Reproduce exactly, with no other output, every line of the data below from the line containing "encloses the cheek." to the end, inclusive.

**DATA FOR THE TASK**
====================

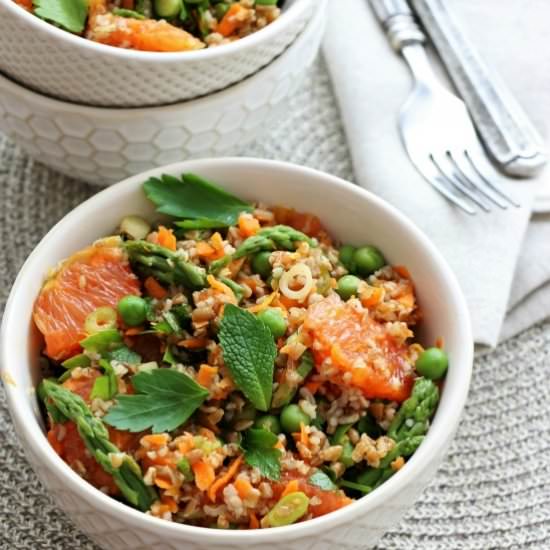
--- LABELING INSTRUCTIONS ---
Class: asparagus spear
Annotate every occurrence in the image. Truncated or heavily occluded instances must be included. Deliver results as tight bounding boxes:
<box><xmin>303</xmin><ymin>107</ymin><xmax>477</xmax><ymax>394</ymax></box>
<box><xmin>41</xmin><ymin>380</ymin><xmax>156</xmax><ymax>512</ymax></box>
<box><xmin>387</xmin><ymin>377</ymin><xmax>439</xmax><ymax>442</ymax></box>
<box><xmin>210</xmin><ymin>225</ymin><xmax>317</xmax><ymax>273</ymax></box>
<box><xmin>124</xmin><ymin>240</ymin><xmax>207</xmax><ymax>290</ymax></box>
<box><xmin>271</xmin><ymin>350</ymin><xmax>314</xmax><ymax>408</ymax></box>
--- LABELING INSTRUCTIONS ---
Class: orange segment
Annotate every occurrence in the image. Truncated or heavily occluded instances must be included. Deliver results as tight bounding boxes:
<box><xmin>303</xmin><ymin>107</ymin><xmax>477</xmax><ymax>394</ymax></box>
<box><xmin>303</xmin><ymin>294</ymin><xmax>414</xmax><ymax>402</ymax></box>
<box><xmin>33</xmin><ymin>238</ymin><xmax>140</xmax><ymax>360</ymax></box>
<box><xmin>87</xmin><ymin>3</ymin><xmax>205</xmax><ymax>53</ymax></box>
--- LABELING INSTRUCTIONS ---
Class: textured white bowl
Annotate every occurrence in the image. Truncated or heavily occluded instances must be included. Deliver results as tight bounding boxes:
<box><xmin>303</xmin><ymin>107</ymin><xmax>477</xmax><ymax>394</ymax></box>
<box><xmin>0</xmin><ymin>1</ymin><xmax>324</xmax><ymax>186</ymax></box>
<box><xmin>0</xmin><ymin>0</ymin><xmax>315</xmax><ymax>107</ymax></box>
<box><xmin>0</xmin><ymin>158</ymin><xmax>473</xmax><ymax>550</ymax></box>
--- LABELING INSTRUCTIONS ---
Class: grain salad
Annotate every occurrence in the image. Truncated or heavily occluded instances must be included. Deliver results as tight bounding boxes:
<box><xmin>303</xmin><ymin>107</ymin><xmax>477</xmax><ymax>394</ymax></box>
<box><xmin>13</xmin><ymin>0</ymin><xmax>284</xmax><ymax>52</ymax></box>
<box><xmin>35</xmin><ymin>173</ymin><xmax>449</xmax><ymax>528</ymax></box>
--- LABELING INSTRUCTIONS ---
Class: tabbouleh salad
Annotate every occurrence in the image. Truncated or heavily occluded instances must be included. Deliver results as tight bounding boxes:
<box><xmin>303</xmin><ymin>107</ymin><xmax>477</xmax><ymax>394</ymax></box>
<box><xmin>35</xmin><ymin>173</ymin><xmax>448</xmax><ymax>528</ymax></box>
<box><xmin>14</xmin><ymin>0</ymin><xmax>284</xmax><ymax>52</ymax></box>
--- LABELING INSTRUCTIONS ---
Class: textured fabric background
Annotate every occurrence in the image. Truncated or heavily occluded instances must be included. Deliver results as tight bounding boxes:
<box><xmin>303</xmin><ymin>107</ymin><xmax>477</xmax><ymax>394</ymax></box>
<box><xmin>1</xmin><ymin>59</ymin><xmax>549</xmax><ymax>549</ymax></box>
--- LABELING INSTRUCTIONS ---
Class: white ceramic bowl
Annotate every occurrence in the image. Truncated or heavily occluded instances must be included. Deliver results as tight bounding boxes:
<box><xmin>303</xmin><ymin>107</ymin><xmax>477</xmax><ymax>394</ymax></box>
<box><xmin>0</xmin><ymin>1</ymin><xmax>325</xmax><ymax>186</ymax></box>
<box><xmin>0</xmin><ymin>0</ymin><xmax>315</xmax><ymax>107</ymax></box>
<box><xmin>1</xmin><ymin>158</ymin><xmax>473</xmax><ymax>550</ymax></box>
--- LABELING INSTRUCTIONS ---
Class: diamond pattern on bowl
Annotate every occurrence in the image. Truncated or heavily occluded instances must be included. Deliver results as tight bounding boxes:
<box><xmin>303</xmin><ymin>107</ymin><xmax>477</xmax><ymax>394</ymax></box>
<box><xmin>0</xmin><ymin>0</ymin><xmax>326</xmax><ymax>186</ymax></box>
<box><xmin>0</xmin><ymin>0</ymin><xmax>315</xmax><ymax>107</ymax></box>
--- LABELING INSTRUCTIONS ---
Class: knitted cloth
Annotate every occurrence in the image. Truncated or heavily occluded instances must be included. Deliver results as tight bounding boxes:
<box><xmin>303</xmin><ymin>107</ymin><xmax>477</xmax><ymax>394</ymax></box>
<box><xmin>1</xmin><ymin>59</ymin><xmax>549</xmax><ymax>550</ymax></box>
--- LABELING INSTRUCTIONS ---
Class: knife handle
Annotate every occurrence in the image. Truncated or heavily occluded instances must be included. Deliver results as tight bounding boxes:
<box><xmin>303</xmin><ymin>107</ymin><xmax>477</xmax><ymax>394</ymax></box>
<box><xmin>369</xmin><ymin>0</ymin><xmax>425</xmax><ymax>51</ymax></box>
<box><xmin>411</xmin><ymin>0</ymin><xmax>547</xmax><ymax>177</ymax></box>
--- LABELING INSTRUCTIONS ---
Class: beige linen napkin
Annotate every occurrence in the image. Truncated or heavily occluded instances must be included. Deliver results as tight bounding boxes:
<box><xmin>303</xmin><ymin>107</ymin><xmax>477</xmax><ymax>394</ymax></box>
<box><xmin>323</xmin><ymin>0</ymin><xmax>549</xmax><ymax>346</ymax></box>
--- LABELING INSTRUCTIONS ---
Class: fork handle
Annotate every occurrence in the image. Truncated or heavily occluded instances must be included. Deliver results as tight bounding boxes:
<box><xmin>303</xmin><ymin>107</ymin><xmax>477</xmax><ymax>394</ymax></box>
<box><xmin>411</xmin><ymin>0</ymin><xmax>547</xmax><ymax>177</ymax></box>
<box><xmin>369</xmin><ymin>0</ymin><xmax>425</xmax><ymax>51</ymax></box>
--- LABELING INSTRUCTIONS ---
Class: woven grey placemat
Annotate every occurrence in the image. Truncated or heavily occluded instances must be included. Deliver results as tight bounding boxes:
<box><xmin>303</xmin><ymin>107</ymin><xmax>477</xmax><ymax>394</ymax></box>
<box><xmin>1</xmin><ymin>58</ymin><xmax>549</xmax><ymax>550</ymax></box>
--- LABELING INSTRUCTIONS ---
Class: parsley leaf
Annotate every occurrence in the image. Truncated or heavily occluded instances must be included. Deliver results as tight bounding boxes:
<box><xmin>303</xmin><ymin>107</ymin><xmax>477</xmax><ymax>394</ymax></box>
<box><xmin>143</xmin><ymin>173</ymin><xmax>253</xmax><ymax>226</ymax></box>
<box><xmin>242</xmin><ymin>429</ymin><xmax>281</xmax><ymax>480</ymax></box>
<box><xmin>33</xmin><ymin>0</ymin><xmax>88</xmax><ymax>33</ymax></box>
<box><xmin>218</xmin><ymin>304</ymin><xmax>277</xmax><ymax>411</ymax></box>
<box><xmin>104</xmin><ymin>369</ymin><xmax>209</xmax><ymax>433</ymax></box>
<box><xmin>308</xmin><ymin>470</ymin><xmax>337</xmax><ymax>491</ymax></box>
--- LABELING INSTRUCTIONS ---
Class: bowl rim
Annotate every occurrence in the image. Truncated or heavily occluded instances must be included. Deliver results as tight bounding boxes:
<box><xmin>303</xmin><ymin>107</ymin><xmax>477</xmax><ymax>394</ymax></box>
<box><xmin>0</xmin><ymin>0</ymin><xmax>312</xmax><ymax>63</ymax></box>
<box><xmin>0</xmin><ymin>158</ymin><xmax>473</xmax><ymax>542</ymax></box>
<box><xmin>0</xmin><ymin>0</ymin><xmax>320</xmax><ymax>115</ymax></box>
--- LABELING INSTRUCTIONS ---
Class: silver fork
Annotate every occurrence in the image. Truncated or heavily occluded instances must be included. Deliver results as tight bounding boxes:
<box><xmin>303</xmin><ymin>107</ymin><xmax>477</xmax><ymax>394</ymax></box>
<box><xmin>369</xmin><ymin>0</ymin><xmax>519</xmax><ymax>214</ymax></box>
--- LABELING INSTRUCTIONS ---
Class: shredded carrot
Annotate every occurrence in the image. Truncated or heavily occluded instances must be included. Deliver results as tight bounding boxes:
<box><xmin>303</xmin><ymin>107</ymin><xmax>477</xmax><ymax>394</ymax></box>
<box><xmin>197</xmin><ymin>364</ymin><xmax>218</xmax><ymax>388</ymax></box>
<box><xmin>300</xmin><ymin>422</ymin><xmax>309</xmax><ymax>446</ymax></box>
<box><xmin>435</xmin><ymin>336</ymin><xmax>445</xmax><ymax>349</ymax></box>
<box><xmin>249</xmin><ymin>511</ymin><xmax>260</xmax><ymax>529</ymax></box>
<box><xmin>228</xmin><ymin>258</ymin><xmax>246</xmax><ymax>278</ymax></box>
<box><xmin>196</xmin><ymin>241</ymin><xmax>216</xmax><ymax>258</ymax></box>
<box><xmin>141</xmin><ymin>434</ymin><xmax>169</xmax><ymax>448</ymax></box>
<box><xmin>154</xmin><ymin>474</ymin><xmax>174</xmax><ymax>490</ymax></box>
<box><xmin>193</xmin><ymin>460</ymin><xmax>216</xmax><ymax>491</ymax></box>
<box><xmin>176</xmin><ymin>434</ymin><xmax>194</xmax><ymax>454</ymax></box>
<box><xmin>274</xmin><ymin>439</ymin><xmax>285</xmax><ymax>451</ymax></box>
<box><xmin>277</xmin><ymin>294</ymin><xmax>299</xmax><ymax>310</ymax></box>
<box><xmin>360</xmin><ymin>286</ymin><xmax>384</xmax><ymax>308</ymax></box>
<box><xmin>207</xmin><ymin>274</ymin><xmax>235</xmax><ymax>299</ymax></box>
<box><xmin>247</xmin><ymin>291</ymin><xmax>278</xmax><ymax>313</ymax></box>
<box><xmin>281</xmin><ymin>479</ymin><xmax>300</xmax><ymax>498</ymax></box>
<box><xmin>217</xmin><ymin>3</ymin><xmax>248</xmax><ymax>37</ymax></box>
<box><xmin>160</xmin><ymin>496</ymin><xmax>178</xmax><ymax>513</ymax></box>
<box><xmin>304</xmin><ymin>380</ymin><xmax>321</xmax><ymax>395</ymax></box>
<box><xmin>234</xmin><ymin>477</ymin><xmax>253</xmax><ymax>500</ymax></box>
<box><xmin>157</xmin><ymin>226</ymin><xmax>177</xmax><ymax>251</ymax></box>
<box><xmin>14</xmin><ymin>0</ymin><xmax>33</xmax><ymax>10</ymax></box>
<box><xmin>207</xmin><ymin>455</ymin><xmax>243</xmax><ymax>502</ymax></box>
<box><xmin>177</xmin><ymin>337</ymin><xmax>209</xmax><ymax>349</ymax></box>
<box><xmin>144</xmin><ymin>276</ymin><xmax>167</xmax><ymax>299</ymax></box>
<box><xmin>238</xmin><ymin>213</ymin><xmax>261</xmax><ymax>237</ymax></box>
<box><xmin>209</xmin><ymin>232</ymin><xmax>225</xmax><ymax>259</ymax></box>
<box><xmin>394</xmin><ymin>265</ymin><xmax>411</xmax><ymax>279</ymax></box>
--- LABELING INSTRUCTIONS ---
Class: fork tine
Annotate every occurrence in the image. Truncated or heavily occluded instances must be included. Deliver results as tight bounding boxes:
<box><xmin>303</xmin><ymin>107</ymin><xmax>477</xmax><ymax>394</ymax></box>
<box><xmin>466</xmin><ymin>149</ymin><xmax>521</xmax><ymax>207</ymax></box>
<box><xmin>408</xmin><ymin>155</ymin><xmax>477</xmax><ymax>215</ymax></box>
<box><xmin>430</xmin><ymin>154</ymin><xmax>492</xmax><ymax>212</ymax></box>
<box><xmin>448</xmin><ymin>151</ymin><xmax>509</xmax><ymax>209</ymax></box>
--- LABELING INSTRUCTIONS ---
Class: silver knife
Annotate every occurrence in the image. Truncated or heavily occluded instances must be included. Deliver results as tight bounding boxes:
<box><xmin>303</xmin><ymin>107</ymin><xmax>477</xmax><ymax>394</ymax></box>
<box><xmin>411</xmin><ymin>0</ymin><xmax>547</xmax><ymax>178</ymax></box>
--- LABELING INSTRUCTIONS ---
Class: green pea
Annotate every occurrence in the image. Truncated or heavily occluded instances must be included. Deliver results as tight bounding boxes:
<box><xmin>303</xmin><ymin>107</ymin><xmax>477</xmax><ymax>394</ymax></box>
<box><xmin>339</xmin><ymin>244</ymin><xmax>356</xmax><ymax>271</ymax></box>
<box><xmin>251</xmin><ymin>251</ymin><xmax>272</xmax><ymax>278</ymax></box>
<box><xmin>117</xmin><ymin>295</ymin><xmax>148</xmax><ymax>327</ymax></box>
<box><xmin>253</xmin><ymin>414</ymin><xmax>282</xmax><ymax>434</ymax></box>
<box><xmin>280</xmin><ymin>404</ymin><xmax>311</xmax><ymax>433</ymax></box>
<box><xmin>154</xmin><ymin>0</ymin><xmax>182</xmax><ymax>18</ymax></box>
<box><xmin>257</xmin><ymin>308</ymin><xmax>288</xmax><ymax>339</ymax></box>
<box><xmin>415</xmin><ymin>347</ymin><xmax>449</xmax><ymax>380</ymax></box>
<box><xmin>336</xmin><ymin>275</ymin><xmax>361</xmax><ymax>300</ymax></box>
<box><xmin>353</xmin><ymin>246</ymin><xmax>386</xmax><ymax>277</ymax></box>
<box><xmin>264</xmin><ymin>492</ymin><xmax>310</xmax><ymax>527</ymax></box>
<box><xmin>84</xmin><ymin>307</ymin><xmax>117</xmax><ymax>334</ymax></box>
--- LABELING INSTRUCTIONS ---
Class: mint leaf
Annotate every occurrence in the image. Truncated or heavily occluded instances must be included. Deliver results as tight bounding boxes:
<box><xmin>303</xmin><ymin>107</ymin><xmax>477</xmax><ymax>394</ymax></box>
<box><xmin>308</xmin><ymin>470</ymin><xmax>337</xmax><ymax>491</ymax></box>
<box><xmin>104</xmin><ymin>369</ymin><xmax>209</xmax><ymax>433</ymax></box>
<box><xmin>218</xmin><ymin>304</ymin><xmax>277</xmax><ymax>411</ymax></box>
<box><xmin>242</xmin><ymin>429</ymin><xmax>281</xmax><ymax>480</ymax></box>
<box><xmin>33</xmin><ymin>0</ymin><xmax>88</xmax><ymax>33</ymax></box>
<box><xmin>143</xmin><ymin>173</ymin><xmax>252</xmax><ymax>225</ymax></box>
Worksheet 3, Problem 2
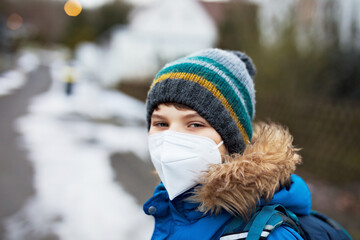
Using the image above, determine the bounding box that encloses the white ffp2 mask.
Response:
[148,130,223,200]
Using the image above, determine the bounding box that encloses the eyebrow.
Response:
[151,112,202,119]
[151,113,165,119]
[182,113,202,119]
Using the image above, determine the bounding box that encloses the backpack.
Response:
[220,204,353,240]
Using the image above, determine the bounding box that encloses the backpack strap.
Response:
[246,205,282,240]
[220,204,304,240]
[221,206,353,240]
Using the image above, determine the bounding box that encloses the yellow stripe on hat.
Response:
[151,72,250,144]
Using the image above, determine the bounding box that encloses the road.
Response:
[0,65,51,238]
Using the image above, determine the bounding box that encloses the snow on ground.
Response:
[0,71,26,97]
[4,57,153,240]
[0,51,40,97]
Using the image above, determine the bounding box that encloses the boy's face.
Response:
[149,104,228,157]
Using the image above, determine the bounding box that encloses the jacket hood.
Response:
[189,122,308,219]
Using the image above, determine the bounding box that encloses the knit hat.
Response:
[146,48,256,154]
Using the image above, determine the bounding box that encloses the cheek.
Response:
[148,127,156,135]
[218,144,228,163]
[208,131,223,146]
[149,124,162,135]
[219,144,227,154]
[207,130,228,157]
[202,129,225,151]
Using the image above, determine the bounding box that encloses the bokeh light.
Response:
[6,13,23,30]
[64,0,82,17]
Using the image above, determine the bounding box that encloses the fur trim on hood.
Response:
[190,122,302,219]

====================

**SOLUTION TO THIS PROBLEM**
Using the image above, determine the bounding box that encloses the cheek.
Response:
[148,127,156,135]
[218,144,228,163]
[208,131,223,146]
[149,124,162,135]
[219,144,227,154]
[207,130,228,157]
[202,129,225,151]
Using the image above, determine the bounding box that encloses the bokeh light.
Response:
[6,13,23,30]
[64,0,82,17]
Using the image above, determine the bounding box that encloses the fur trim on hood.
Response:
[190,122,302,219]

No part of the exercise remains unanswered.